_Dataset content_:
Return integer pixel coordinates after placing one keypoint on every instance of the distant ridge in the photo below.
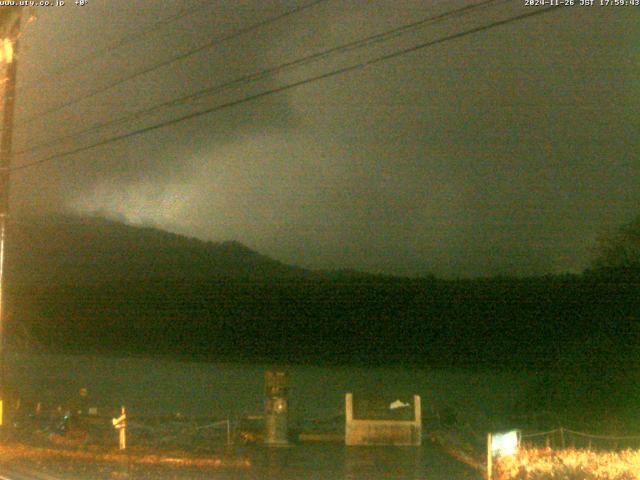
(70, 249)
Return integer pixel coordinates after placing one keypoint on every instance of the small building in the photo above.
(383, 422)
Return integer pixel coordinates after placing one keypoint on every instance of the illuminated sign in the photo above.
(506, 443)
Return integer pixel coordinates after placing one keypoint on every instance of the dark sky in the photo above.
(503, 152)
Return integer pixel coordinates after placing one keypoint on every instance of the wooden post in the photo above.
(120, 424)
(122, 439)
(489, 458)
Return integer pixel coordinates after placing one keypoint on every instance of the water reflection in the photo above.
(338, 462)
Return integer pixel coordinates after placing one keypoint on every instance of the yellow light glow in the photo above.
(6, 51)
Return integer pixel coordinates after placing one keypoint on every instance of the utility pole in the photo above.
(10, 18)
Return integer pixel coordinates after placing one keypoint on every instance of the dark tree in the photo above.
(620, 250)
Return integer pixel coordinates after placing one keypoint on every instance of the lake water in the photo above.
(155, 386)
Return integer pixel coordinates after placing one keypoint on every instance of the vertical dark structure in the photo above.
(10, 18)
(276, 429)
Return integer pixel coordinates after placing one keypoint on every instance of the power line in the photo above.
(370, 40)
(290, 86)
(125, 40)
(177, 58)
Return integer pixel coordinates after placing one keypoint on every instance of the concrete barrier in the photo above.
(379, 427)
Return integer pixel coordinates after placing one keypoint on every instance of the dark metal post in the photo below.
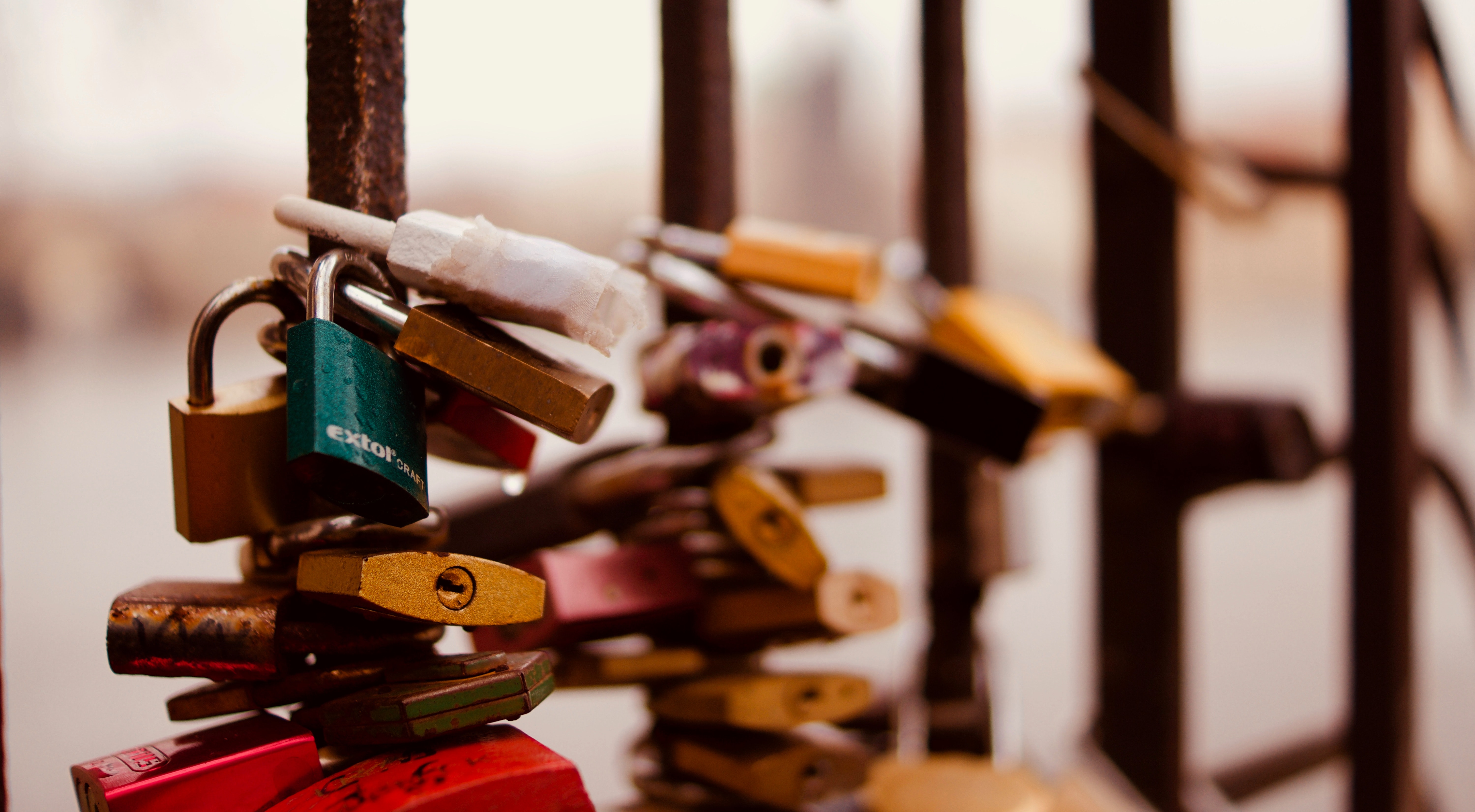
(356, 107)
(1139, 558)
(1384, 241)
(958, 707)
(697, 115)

_Task requirements_: Format every line of the items above as a numbered list, leaving out blank lines and the pictures.

_Task output_:
1. Return integer pixel coordinates after placing one keypoint on every instance of the distant ridge in the photo below.
2. (70, 249)
3. Return integer pixel coordinates after placing one keypoint on every instance of the small building in the photo above.
4. (383, 422)
5. Return integer pixel coordinates after placing one keypoint on every instance of the illuminated sign in the photo above.
6. (506, 443)
7. Return integer pixel coordinates after placing one keypoint on every instance of the dark sky in the photo above.
8. (503, 152)
9. Return integer pixel coordinates after placing one keypoint on every instance of the wooden post in the photo above.
10. (120, 424)
11. (122, 439)
12. (489, 458)
13. Return integer pixel coordinates after placing one keypoint on every instance of the water reflection in the photo above.
14. (338, 462)
15. Return integer pixel coordinates after placing one keypoint on every instance of the yellow light glow in the photo above.
16. (6, 51)
17. Return integer pixel coordinates after placing one keypoint on every instance of the utility pole in the photo above.
18. (10, 18)
19. Return integer pixel coordinates after placing one keypoint on every instance of the dark tree in the photo above.
20. (620, 250)
21. Return integer pixel coordinates after placing one keypoint on every instance of the lake water in the photo above.
22. (155, 386)
23. Return integer pixel coordinates after placing one keypoint on every instance of the vertical dark structure in the photo above.
24. (10, 18)
25. (276, 429)
26. Return integer pixel coordinates after placing one keypoint on every instance of the power line in the photo above.
27. (370, 40)
28. (290, 86)
29. (125, 40)
30. (177, 58)
31. Return integer pixel coordinates after placing one keypoint on every instance of the concrete barrier in the photo above.
32. (379, 427)
33. Return integer pixel coordinates after placing one keypoint on every instance of the dark metal post in the photo below.
34. (356, 107)
35. (1139, 558)
36. (1384, 241)
37. (958, 707)
38. (697, 115)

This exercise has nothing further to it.